_TEXT SHOWN_.

+ + +

Here Wharton introduces a theme of society and class relating to associated expectations and rules of appropriateness. This theme is rendered in a comical fashion here, as Mary is described as “well-versed in the code of the spectral world.” Comparing speaking of a ghost to naming of a “lady in a club” associates an otherworldly phenomenon with a social faux pas. Consequently, the association of a supernatural force with something so mundane as the politeness of social class produces a rather farcical effect.

"two romantic Americans perversely in search of the economic drawbacks which were associated, in their tradition, with unusual architectural felicities...."   (I)

The Boynes are not only willing to tolerate issues like lack of electricity and hot-water but also see these problems as part of the “charm” of older English architecture. The irony of this is further emphasized by the following line, in which Ned Boyne professes he needs to feel “uncomfortable” in order to believe he is living in an old house. The Boynes’ desire to purchase an old English country house is a marker of “New World” America’s fascination with “Old World” England’s associated traditions and histories.

"Now, for the first time, it startled her a little to find how little she knew of the material foundation on which her happiness was built...."   (II)

Mary’s realization—that she knows very little about what Ned does each day—affects her negatively for the very first time. As a woman, it was conventional at the time that Mary’s role be one of support rather than inquisitive action.

"Besides, she had felt from the first that, in a community where the amenities of living could be obtained only at the cost of efforts as arduous as her husband’s professional labors, such brief leisure as they could command should be used as an escape from immediate preoccupations, a flight to the life they always dreamed of living...."   (II)

Although Mary would like to find her husband’s business dealings interesting, the truth is that she doesn’t, and so she avoids learning more about them. She justifies this method of living by deciding that since her husband works so hard to provide for them, their time together should be focused on leisure rather than work. While Mary would like to be a well-informed wife, her focus is more on fleeing the unpleasantness of life rather than confronting it.

"It’s all rather technical and complicated. I thought that kind of thing bored you.”..."   (II)

+ + +

_GIVEN ENTRIES_.
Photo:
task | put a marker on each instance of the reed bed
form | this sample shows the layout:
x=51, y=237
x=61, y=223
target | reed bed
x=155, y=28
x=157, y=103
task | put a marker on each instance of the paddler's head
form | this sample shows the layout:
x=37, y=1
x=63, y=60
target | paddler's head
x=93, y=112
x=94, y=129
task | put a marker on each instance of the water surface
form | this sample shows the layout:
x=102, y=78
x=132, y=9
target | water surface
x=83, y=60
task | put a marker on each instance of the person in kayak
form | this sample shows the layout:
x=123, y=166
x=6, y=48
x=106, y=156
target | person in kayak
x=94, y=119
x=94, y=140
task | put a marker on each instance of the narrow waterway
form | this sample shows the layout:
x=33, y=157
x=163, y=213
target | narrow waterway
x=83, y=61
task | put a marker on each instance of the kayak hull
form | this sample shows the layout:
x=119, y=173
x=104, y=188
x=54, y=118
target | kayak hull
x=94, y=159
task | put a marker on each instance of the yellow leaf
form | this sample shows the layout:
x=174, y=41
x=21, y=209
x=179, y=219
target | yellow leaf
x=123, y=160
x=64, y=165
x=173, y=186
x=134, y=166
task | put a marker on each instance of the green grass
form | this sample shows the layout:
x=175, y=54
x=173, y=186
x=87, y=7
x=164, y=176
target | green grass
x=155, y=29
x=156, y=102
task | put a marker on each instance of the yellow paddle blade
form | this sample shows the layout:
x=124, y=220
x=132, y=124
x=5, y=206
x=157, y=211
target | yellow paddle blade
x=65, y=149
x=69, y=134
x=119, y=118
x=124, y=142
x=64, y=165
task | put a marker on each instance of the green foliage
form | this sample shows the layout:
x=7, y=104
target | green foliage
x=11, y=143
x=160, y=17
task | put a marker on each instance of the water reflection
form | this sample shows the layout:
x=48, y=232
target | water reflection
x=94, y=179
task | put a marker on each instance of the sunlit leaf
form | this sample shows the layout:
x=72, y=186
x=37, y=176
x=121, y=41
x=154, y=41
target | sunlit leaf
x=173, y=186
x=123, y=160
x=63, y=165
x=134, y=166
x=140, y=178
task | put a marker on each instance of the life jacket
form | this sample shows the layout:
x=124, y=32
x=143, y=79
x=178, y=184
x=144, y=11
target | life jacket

+ + +

_REQUESTS_.
a) In the commentary on Wharton's story, what does Ned Boyne say he needs to feel in order to believe he is living in an old house?
b) Rewrite the paragraph beginning "The Boynes are not only willing" from the commentary on Wharton's story as a short bulleted list that keeps its main facts.
c) Carry on the commentary on Wharton's story from the point where it stops.

_PER-TASK ANSWERS_.
a) He says he needs to feel "uncomfortable."

b)
- The Boynes will put up with problems like no electricity or hot water, and they even see these as part of the "charm" of older English architecture.
- The next line heightens the irony: Ned Boyne says he needs to feel "uncomfortable" to believe he is living in an old house.
- Their wish to buy an old English country house marks "New World" America's fascination with the traditions and histories of "Old World" England.

c)
Here, Mary’s ignorance of her husband’s work is further complicated. Her husband’s words indicate Mary’s own apathy is a factor in why she doesn’t know the full details of what he does.

"I can’t understand more than half.”..."   (II)

Though Mary is an upper-class and, presumably, educated woman, she is unable to comprehend the full extent of her husband’s financial dealings. This separation between them seems to be mixture of her own ignorance regarding business matters and her husband’s efforts to conceal the details of his dealings.

"“is there any legend, any tradition, as to that?”..."   (II)

Like Mary, Ned’s reference for their new home comes from superstition and the fictionalized Gothic tradition. In this line, he asks her whether there might be a time limit to when they ought to expect their household ghost, relying on Mary’s knowledge of the home’s legends and her own reading.

"If she had indeed been careless of her husband’s affairs, it was, her new state seemed to prove, because her faith in him instinctively justified such carelessness; and his right to her faith had overwhelmingly affirmed itself in the very face of menace and suspicion. ..."   (III)

Again, Mary seeks to justify her ignorance of her husband’s affairs. To be a good wife necessitates trust, which Ned is owed by virtue of their marriage. This relationship, though not entirely equal, seems to be satisfactory to Mary, who is content to be a supportive partner.

" like the victim of some poison which leaves the brain clear, but holds the body motionless, she saw herself domesticated with the Horror, accepting its perpetual presence as one of the fixed conditions of life...."   (IV)

Mary compares the pain of not knowing her husband’s fate to being paralyzed by a poison. She perceives herself as being in the grip of “Horror,” unable to move beyond it but freely capable of pondering the implications of its existence. Her fate is one of domestication—ruled and ordered about by the terror of her home rather than in control of her own fate, speaking again to the subservient role of women.

"“I don’t say it wasn’t straight, and yet I don’t say it was straight. It was business.”..."   (V)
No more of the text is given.